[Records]
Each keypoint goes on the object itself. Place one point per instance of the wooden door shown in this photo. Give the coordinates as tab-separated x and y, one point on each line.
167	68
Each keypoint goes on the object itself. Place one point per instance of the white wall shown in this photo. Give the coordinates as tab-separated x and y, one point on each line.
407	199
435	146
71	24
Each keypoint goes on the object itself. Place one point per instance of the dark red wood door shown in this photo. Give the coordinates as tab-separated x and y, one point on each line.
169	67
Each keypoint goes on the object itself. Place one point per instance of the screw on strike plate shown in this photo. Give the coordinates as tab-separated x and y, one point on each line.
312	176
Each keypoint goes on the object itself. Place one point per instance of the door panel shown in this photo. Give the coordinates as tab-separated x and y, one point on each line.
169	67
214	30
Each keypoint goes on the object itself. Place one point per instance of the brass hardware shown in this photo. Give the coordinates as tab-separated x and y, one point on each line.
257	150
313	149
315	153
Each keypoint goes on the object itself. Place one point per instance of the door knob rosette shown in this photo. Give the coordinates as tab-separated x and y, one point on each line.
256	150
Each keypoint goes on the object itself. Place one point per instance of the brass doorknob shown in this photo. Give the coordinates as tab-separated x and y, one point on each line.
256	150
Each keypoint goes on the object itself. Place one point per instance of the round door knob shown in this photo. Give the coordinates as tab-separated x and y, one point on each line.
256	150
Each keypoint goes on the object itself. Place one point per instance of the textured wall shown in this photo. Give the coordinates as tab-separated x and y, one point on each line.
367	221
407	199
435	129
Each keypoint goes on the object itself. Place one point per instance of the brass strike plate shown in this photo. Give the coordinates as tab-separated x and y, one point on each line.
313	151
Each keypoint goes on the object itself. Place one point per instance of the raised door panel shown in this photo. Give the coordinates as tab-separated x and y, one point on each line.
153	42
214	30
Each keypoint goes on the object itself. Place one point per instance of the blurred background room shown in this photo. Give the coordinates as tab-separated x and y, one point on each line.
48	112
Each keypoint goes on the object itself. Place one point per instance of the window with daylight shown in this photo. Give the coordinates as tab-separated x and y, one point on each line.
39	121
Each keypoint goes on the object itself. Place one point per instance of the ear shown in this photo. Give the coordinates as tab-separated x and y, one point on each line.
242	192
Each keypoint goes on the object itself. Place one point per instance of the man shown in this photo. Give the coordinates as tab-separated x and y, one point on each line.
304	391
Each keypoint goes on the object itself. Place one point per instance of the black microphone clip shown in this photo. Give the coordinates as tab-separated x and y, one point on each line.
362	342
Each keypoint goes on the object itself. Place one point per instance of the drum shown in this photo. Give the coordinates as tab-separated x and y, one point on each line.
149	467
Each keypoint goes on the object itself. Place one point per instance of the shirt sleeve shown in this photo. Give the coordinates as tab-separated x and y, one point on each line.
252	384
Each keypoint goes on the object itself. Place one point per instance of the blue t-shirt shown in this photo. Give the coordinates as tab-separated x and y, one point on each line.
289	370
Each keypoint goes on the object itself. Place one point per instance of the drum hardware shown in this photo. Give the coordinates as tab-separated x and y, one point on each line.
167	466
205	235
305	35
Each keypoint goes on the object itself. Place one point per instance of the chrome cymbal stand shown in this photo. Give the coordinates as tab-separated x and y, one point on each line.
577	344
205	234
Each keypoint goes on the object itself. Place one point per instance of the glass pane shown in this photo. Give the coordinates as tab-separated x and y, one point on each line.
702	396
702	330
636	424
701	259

## TASK TO CARRY OUT
Output the listing above word for word.

## SOLUTION TO THE PROBLEM
Each keypoint goes on the object itself. Place one point per instance of the wooden door shown in this photo. Give the coordinates as tab-separated x and y, one point on each line.
167	68
Each keypoint goes on the object itself. Place one point per instance of the white wall shown in this photo. Give the coordinates as tab-separated x and y, one point on each line.
407	199
435	146
71	24
Each keypoint goes on the object itself. Place one point per instance of the dark red wood door shown in this photo. Give the coordinates as tab-separated x and y, one point on each line.
169	67
Each keypoint goes on the object itself. Place one point per instance of the screw on strike plate shown in this photo. Give the coordinates as tab-separated x and y, one point on each line.
312	176
Each keypoint goes on the object itself. Place one point per instance of the door panel shown in this photo. Give the coordinates as tab-separated x and y, one point on each line.
169	67
214	30
Each keypoint goes on the object itself. Place one point per instance of the brass hardware shown in this photo. Give the coordinates as tab-separated x and y, one point on each line.
257	150
313	149
315	153
Each keypoint goes on the object itself. Place one point per instance of the door knob rosette shown in this photo. Give the coordinates as tab-separated x and y, one point on each line.
256	150
Each keypoint goes on the object itself. Place one point per instance of the brass doorknob shown in this photo. Give the coordinates as tab-separated x and y, one point on each line.
256	150
Each keypoint goes on the object itself. Place one point per instance of the round door knob shown in this photo. Give the coordinates as tab-separated x and y, one point on each line.
256	150
Each keypoint goes on the object itself. Place one point per instance of the textured wall shown in this photo. Give the coordinates as tab-separated x and y, one point on each line.
367	221
407	199
435	129
Each keypoint goes on the object itself. Place one point per instance of the brass strike plate shown in this photo. Give the coordinates as tab-separated x and y, one point on each line.
313	151
Each keypoint goes on the object itself. Place one point per instance of the raised door panel shown in this photo. Give the coordinates as tab-separated x and y, one point on each line.
153	42
214	30
Each keypoint goes on the object itself. Place one point per instance of the blurred background room shown in this photo. Give the coordinates as tab-separated x and y, one point on each line.
48	112
Each keypoint goes on the object itself. Place one point per instance of the window with daylight shown in this photo. Give the coordinates as tab-separated x and y, one point on each line.
39	121
Each keypoint goes on the object itself. Place one point per instance of the ear shown in this photo. Give the coordinates as tab-separated x and y, one point on each line.
242	192
Each keypoint goes on the object itself. Place one point per instance of the man shown in this photo. Give the coordinates as tab-separated x and y, one point on each line.
304	391
Each keypoint goes on the object itself. Place one point per instance of the black microphone clip shown in this photo. Give the coordinates as tab-separated x and y, one point on each line.
362	342
Each keypoint goes on the object itself. Place one point per instance of the drum shown in this photo. Give the coordinates as tab-separated x and y, one point on each line.
149	467
Each keypoint goes on the object itself. Place one point per instance of the shirt sleeve shown in this photo. Give the coordinates as tab-separated x and y, one point on each line.
252	384
Each keypoint goes on the object itself. Place one point per instance of the blue t-shirt shown in this photo. Give the coordinates as tab-separated x and y, one point on each line.
289	370
Each keypoint goes on the object itself. Place one point per instance of the drum hardware shown in this photo. Give the coordinates as tab-separated x and y, one point on each line.
167	466
205	235
305	35
Each keypoint goes on the object itself. Place one point per instance of the chrome cymbal stand shown in this photo. Give the coordinates as tab-separated x and y, one point on each line.
577	344
205	234
Each keypoint goes on the object itself. Place one point per instance of the glass pane shown in this photo. Give the coordinates as tab-separated x and y, one point on each line.
702	396
702	330
636	424
701	259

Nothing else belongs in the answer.